Objective: In the records below, take every line from the one with "Pick out the metal" up to and including the one with "x=706, y=429". Put them into a Markdown table with the columns Row and Record line, numbering the rows and leaving out blank lines.

Provided entries:
---------------
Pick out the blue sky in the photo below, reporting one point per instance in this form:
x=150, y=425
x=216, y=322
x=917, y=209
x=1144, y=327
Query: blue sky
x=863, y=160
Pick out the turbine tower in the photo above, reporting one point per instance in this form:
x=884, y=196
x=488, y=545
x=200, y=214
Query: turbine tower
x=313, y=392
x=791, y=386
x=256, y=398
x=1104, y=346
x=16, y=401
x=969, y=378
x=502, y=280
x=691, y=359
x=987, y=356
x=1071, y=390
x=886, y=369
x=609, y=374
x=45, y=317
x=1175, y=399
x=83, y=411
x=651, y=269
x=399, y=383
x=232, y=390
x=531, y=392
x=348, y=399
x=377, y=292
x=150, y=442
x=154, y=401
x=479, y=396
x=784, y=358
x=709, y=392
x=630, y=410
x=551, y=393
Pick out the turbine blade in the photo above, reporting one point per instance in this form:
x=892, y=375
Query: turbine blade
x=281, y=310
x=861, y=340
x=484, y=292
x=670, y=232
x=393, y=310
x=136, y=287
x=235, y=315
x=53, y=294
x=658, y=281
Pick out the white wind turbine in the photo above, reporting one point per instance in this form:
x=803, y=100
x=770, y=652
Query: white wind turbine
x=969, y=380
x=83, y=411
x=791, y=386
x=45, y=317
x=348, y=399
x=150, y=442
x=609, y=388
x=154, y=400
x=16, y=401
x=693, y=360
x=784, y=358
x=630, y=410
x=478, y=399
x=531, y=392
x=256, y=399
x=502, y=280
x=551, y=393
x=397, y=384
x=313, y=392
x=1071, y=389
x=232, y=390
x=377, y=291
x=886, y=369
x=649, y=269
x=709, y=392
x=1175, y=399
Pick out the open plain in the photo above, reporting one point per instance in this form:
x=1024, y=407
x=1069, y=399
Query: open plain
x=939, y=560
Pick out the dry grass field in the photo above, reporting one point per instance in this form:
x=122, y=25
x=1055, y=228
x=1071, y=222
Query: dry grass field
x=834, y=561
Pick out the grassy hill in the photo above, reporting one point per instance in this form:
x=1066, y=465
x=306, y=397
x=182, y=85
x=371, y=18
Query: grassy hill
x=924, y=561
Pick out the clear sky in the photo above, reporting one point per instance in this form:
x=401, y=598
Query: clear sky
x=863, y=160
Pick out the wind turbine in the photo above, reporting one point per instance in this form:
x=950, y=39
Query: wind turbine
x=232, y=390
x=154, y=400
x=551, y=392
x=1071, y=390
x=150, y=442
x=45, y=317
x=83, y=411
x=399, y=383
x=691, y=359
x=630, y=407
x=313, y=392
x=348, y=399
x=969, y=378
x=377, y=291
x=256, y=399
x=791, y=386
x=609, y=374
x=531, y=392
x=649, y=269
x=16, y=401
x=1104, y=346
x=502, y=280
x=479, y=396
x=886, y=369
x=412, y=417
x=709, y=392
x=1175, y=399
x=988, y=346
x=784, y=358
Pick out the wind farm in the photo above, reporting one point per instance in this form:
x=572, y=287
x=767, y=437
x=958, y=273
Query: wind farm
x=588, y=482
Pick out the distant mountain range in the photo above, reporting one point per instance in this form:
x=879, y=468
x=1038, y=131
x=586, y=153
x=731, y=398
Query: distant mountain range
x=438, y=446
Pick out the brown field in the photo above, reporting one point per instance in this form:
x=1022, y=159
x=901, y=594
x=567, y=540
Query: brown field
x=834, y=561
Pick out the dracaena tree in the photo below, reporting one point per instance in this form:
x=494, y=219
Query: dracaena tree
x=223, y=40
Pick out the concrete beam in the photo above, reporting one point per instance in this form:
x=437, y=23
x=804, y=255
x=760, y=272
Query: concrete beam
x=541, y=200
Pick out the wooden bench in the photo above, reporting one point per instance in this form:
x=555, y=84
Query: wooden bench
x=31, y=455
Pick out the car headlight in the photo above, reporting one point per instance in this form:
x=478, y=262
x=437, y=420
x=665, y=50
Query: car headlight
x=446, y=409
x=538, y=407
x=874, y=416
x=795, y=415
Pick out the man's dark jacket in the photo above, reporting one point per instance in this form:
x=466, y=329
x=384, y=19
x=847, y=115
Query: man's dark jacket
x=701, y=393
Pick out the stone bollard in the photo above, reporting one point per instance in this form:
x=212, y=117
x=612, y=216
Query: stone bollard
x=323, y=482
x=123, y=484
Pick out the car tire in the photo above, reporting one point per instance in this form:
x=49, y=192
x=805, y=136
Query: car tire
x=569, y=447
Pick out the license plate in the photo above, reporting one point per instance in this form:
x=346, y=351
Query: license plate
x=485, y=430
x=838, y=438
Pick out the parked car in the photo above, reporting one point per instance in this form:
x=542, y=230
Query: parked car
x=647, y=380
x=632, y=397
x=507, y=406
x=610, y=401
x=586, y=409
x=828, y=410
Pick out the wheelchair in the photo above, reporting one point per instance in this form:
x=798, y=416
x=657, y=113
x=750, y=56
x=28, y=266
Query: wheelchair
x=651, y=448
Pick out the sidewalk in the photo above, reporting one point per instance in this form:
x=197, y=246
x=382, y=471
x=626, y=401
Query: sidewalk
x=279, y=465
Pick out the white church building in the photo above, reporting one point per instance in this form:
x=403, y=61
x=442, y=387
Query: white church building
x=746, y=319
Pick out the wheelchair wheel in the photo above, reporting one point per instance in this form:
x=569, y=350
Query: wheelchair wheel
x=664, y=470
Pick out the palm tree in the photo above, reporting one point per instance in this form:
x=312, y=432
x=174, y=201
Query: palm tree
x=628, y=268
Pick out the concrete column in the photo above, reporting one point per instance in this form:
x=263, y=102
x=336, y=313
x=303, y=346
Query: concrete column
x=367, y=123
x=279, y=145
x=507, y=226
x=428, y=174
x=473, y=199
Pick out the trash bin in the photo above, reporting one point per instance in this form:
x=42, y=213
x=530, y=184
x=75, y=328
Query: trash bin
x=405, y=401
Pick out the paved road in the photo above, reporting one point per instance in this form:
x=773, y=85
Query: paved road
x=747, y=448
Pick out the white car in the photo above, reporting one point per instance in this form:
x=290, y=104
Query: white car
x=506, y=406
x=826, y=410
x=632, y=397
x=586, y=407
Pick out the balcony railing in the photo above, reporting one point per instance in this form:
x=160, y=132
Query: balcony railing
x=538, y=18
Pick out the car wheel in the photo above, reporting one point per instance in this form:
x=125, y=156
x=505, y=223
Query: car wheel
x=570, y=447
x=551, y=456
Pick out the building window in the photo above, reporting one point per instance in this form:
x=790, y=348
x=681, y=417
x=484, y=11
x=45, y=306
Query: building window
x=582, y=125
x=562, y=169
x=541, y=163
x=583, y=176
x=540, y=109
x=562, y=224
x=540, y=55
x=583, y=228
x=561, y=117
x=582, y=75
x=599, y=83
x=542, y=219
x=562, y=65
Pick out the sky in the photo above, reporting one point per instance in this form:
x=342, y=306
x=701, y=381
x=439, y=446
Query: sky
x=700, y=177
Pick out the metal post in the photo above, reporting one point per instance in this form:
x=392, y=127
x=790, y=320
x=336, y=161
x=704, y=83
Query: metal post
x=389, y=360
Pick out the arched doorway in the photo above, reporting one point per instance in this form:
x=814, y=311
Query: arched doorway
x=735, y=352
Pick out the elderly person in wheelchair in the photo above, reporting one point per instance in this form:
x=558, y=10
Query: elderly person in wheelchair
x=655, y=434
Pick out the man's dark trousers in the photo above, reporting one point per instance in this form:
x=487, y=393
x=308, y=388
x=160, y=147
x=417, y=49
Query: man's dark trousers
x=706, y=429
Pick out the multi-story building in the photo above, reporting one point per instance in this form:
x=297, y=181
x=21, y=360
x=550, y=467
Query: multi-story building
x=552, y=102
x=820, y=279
---------------
Written solution:
| Row | Record line |
|---|---|
| 1 | Pick out the metal post in the photo above, reporting one point per instance in this form: |
| 2 | x=392, y=127 |
| 3 | x=790, y=320 |
| 4 | x=336, y=161 |
| 5 | x=704, y=83 |
| 6 | Query: metal post |
| 7 | x=389, y=360 |
| 8 | Pick out the arched doorway in the photo above, reporting one point per instance in this form: |
| 9 | x=814, y=311 |
| 10 | Query: arched doorway |
| 11 | x=735, y=352 |
| 12 | Pick out the elderly person in wheelchair in the photo above, reporting one point per instance in this form: |
| 13 | x=558, y=10 |
| 14 | Query: elderly person in wheelchair |
| 15 | x=655, y=434 |
| 16 | Pick out the man's dark trousers in the photo above, reporting one point per instance in this form: |
| 17 | x=487, y=393 |
| 18 | x=308, y=388 |
| 19 | x=160, y=147 |
| 20 | x=417, y=49 |
| 21 | Query: man's dark trousers |
| 22 | x=706, y=429 |